## What the exercise asks
Your answer should be every line from the records that contains "thumb".

---------- Excerpted records

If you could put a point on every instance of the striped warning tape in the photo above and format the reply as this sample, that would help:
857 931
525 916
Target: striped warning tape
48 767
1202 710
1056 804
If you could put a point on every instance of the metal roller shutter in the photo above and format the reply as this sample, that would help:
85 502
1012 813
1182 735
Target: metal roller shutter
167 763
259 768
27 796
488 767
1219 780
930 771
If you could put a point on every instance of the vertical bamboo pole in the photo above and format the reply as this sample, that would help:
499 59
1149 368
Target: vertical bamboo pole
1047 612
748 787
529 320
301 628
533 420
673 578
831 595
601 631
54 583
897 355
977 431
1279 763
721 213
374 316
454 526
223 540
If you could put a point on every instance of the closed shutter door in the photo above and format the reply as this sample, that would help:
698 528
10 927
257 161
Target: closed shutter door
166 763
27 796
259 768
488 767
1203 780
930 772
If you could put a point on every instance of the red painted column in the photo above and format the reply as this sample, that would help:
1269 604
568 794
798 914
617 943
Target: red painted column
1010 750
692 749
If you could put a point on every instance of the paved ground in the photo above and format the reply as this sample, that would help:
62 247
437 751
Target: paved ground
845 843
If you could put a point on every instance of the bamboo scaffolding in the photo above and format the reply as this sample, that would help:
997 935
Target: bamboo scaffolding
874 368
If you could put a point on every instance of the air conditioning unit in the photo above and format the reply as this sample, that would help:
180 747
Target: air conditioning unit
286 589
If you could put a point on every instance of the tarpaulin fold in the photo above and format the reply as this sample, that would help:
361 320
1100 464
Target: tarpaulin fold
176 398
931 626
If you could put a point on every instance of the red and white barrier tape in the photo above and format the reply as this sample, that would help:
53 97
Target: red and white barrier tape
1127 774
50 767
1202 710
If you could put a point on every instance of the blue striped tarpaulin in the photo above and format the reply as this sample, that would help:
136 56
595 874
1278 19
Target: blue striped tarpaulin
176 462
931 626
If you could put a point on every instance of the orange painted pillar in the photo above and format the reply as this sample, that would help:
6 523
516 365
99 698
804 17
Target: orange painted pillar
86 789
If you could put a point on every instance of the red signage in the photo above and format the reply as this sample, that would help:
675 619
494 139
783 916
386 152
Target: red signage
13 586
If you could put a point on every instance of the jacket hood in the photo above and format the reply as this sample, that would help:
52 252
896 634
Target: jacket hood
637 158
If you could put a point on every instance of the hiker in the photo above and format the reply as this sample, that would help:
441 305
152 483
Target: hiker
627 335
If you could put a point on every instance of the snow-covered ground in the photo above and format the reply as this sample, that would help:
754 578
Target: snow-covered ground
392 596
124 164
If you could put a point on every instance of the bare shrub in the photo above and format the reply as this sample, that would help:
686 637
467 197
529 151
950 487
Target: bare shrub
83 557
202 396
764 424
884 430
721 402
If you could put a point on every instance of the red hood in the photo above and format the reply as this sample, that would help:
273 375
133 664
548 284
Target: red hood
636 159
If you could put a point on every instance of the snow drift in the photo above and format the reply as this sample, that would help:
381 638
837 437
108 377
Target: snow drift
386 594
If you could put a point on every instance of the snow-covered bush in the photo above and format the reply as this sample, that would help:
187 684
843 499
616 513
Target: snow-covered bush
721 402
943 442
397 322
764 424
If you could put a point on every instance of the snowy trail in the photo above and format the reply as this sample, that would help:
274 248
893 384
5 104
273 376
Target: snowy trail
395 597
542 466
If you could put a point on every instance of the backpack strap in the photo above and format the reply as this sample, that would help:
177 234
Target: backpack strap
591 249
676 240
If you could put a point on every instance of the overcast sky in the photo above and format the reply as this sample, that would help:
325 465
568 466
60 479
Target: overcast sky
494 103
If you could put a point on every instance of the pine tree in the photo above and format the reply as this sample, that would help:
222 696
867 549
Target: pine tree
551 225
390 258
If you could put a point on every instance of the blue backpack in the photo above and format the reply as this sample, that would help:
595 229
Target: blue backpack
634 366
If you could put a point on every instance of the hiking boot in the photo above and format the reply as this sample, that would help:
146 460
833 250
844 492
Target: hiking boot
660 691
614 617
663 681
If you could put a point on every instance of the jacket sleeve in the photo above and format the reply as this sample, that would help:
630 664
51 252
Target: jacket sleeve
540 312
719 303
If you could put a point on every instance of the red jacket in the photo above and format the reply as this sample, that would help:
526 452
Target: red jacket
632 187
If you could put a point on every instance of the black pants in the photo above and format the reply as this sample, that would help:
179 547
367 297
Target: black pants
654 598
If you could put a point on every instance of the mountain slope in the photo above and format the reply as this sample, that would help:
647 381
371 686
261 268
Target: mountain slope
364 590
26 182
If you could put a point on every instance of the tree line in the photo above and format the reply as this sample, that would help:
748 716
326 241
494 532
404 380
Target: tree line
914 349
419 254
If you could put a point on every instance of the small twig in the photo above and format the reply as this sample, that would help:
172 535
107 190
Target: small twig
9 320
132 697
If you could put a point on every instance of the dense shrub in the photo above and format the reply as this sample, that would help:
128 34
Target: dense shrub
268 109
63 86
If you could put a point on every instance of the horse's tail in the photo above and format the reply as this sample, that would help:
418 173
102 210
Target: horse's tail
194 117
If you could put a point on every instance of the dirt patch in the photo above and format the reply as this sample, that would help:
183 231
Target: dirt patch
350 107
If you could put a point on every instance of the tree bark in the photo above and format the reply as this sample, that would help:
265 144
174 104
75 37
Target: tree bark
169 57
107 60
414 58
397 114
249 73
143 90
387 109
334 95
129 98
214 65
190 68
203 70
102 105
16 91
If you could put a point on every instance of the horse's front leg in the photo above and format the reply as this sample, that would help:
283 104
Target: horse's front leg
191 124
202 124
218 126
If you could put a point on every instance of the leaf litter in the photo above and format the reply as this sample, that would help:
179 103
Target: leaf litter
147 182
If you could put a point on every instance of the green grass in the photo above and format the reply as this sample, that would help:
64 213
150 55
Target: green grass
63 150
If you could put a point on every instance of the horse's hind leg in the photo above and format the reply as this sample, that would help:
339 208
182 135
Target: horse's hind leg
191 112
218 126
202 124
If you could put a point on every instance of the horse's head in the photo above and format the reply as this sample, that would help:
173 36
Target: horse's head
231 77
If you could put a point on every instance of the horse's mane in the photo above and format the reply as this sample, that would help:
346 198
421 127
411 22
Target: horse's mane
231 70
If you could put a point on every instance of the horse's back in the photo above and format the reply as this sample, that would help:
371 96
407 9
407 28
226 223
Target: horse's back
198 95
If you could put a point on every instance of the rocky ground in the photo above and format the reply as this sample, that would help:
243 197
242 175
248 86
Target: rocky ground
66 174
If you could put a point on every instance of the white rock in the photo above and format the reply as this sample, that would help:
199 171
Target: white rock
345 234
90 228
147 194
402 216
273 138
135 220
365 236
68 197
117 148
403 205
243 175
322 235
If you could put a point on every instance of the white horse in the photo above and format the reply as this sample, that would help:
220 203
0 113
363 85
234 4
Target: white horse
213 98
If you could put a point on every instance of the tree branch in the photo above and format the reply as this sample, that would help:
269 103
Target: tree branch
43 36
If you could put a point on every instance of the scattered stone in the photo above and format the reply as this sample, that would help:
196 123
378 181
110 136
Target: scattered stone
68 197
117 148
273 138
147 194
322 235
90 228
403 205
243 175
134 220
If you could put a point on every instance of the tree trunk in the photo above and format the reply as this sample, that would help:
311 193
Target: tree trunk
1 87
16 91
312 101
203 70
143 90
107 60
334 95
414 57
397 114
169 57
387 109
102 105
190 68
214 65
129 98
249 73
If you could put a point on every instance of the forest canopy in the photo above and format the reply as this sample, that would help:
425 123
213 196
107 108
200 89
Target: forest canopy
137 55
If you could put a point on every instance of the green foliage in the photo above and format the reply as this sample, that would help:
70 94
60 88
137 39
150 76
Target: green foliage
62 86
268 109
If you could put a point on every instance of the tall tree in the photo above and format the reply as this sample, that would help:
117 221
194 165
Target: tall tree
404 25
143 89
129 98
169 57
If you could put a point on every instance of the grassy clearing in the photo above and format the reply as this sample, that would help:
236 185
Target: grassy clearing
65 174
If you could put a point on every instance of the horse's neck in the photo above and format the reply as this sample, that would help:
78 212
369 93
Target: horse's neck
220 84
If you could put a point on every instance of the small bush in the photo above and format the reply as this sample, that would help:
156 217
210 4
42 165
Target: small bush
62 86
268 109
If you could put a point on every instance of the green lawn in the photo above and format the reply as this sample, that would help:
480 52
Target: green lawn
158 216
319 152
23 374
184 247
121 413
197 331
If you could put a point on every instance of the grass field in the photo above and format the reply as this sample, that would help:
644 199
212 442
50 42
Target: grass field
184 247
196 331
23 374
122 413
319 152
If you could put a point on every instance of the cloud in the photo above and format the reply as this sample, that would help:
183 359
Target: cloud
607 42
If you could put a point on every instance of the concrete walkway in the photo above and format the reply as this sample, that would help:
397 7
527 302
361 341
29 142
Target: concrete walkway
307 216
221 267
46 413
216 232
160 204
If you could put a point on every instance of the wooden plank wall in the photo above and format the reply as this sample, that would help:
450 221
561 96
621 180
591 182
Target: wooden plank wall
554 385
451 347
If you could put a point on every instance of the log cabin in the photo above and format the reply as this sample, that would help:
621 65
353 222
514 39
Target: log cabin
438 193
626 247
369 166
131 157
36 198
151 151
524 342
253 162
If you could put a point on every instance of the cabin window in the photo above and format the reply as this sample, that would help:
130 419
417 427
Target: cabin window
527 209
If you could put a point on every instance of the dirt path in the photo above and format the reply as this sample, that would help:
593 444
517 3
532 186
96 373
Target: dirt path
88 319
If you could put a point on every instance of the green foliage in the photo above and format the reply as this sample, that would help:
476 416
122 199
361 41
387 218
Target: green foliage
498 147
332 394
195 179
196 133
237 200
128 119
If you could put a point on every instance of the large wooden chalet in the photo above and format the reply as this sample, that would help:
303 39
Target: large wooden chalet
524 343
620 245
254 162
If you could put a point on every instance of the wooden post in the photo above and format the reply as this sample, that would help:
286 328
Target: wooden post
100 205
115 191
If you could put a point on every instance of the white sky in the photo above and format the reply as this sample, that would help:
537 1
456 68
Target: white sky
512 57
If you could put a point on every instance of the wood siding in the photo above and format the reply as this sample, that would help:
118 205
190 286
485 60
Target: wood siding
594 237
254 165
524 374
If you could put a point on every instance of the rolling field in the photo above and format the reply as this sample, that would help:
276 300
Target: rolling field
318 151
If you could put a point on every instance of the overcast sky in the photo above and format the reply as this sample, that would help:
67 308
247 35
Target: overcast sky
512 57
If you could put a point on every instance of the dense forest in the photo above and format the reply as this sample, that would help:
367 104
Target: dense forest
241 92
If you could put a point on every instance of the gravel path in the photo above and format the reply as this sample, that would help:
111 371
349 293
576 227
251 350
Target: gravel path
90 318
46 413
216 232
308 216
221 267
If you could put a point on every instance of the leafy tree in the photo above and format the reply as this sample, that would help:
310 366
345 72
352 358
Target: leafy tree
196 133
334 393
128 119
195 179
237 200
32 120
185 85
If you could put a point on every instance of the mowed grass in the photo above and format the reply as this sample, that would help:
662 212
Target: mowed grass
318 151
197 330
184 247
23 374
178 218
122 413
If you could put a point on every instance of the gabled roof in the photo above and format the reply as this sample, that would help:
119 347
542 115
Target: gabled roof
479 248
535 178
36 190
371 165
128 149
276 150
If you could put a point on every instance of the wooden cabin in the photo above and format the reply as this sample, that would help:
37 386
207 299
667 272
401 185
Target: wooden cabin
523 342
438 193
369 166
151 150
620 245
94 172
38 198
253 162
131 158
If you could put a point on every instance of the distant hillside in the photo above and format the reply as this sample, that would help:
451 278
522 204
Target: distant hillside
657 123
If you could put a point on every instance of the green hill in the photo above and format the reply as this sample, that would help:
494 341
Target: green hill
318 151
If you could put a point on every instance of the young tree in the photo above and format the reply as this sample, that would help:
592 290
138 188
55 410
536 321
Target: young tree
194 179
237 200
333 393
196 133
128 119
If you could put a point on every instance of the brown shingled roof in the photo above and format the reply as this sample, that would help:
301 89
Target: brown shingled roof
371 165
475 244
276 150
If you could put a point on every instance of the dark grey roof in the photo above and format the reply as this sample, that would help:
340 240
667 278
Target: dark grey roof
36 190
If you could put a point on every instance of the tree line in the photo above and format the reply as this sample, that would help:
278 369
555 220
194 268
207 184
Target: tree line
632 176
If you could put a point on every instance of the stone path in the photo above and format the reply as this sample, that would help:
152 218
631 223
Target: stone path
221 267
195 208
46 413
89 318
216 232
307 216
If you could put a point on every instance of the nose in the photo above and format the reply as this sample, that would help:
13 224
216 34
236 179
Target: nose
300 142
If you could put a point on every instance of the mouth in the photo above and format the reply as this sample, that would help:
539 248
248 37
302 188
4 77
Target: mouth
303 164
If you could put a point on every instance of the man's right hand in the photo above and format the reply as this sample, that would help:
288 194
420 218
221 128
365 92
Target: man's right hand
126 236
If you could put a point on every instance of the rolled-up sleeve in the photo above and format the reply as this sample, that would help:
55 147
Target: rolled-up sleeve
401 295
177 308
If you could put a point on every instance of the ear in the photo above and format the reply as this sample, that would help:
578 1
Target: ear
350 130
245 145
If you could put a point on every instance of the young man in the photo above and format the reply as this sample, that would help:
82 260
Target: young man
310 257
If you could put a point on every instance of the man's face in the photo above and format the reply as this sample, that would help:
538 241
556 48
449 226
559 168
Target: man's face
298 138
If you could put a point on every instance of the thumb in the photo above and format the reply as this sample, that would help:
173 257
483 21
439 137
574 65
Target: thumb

--------------------

## Task output
If you could put a point on every instance of the thumb in the photo above and format the reply as this sample, that would help:
Target: thumb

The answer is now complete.